Can you name a jo kata where one end of the jo is the "spearhead"? That is, where the same end is used to thrust or strike with throughout the kata?

(It's also worth noting that even if this story is true, jojutsu existed long before aikido, and jojutsu does not distinguish between the ends of the weapon. If we're doing yarijutsu in disguise, then let's use an actual yari...if that's what we're doing, which I doubt)

Flintstone
07-21-2010, 02:34 AM
http://www.aikidonebraska.org/images/osensei-with-spear.jpg

Flintstone
07-21-2010, 02:52 AM
Can you name a jo kata where one end of the jo is the "spearhead"? That is, where the same end is used to thrust or strike with throughout the kata?
Somehow I fail to recognize the need to use only the pointed end of the yari. Why do you consider I cannot thrust with the blunt end?

Anyhow, 31 no Jo thrust mostly with one end, except for a couple of movements (directed to uke's face, so...). Roku no Jo thrusts with the sharp end only. 1, 2, 3, 5 no Kumijo always use the same side... I can continue. I won't.

(It's also worth noting that even if this story is true, jojutsu existed long before aikido, and jojutsu does not distinguish between the ends of the weapon.

And the connection between Jojutsu and Aikido / Aikijo is?

If we're doing yarijutsu in disguise, then let's use an actual yari...if that's what we're doing, which I doubt)
Do it. By all means. I already posted the picture of O Sensei doing it. It's well documented that O Sensei derived his Aikijo partly from the modern Jukenjutsu he studied while serving. And I reckon a Juken shares a couple of similarities with a Yari.

brian donohoe
07-21-2010, 03:09 AM
Just to clear up a point I know the jo in the picture I posted above says "katakana" I don't have a picture of my own jo so I used a stock one I have for my website as an example.

lbb
07-22-2010, 08:12 AM
Somehow I fail to recognize the need to use only the pointed end of the yari. Why do you consider I cannot thrust with the blunt end?

I don't. You're supporting my point rather than disagreeing with it, Alejandro. Either:

1)Your weapon has two distinct ends, such that only one end can be used for certain techniques -- in which case, it matters which end is which, or

2)it doesn't, for all practical purposes. If you use both ends of your yari for all techniques, then for all practical purposes, it falls into this category.

* _Supplied information_:
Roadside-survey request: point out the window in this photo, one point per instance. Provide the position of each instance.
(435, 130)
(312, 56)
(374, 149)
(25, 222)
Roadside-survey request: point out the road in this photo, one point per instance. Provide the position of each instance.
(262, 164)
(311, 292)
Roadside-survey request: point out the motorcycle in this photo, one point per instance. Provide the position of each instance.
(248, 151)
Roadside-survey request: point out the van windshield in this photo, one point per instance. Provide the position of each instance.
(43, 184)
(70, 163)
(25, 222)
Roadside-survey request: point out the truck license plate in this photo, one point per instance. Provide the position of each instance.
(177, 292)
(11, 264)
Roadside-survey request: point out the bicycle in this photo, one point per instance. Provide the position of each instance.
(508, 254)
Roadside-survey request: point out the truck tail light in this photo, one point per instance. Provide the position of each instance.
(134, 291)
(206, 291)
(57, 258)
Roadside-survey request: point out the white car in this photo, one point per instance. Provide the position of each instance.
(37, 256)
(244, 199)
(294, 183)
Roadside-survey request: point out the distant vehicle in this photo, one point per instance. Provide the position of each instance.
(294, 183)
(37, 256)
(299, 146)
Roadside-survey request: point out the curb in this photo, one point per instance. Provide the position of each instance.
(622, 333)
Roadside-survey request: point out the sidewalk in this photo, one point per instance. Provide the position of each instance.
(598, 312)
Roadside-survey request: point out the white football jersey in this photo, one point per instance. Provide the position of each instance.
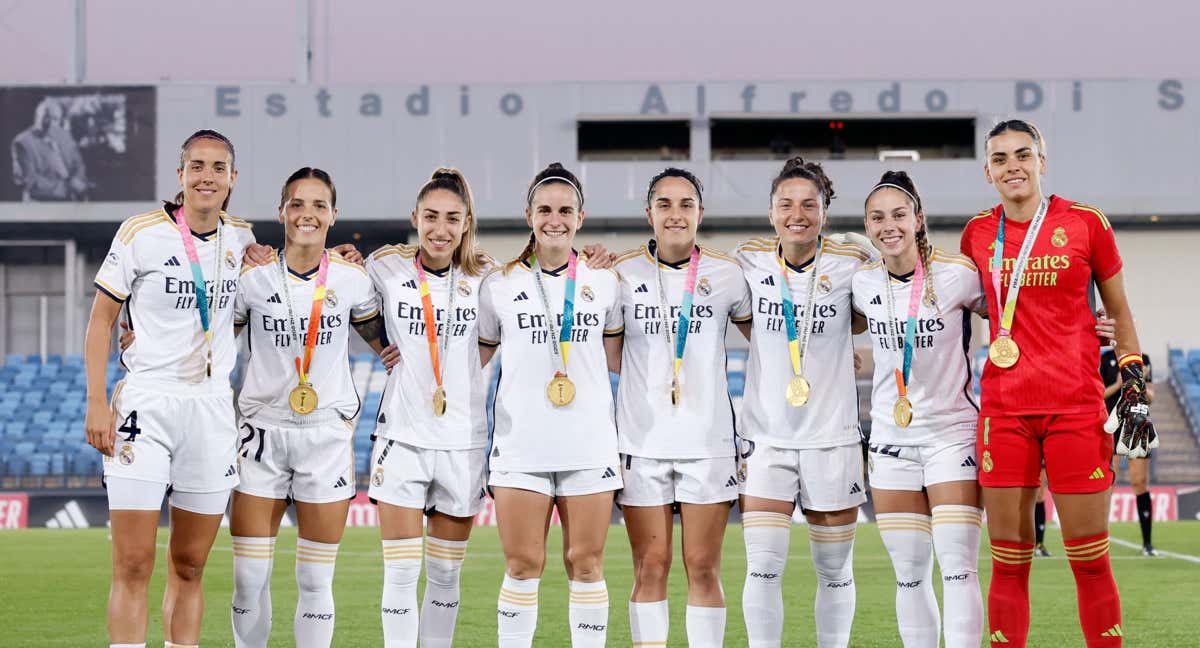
(406, 413)
(939, 384)
(831, 417)
(147, 269)
(531, 433)
(271, 371)
(701, 426)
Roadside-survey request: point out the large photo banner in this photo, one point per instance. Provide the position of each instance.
(77, 143)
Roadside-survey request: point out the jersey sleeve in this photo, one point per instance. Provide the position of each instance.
(489, 325)
(118, 271)
(1105, 258)
(615, 316)
(739, 311)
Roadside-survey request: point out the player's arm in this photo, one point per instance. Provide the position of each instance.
(99, 423)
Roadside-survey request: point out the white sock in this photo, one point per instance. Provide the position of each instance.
(401, 570)
(251, 610)
(588, 613)
(910, 543)
(833, 557)
(648, 623)
(767, 537)
(706, 627)
(516, 612)
(957, 544)
(439, 610)
(315, 579)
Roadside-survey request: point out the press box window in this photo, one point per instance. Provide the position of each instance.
(843, 137)
(634, 139)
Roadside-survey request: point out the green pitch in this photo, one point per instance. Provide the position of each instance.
(54, 586)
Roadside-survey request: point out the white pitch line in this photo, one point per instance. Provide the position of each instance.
(1161, 552)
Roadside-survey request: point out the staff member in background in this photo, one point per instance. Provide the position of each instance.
(1042, 395)
(555, 442)
(675, 421)
(171, 423)
(799, 417)
(1139, 468)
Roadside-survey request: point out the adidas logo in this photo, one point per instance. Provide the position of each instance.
(70, 516)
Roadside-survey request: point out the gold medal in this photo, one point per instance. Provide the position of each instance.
(303, 399)
(1003, 352)
(561, 390)
(798, 390)
(903, 412)
(439, 401)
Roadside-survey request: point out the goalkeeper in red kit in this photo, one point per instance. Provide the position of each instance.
(1043, 399)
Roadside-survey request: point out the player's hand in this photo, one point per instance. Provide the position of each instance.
(1105, 328)
(1129, 420)
(100, 427)
(349, 253)
(390, 357)
(257, 255)
(599, 257)
(126, 339)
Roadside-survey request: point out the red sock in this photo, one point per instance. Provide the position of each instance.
(1008, 597)
(1099, 604)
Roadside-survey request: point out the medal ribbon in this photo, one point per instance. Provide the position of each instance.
(563, 349)
(689, 293)
(916, 287)
(318, 303)
(202, 295)
(798, 341)
(1023, 257)
(438, 342)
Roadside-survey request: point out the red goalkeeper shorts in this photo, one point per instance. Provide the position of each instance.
(1075, 449)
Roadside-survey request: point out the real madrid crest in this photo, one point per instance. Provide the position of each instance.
(1059, 239)
(823, 285)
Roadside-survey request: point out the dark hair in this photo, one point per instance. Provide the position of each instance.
(306, 173)
(204, 133)
(555, 174)
(924, 249)
(797, 167)
(453, 180)
(673, 172)
(1023, 126)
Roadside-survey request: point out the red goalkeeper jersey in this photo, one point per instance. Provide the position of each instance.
(1054, 324)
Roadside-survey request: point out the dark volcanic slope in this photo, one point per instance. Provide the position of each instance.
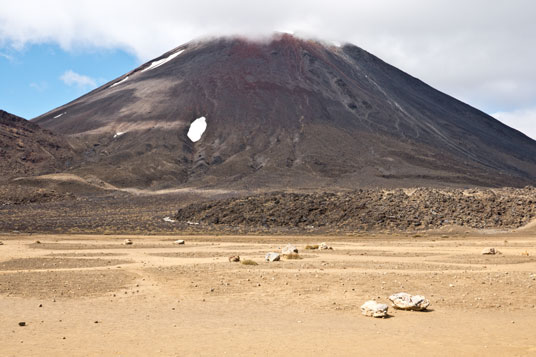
(27, 149)
(368, 210)
(287, 113)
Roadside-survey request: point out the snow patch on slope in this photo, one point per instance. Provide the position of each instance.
(121, 81)
(197, 128)
(158, 63)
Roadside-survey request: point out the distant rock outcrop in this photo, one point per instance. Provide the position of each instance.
(27, 149)
(284, 113)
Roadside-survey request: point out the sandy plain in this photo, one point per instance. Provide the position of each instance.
(90, 295)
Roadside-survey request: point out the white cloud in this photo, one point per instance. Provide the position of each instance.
(522, 120)
(72, 78)
(479, 51)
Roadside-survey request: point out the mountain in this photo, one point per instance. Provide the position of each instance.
(285, 113)
(27, 149)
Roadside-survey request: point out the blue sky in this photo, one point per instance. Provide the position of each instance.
(481, 52)
(40, 77)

* _Exercise prompt_: List each distinct username shown above a date and time in the forum thread about the jo.

* _Task solution_:
Flintstone
brian donohoe
lbb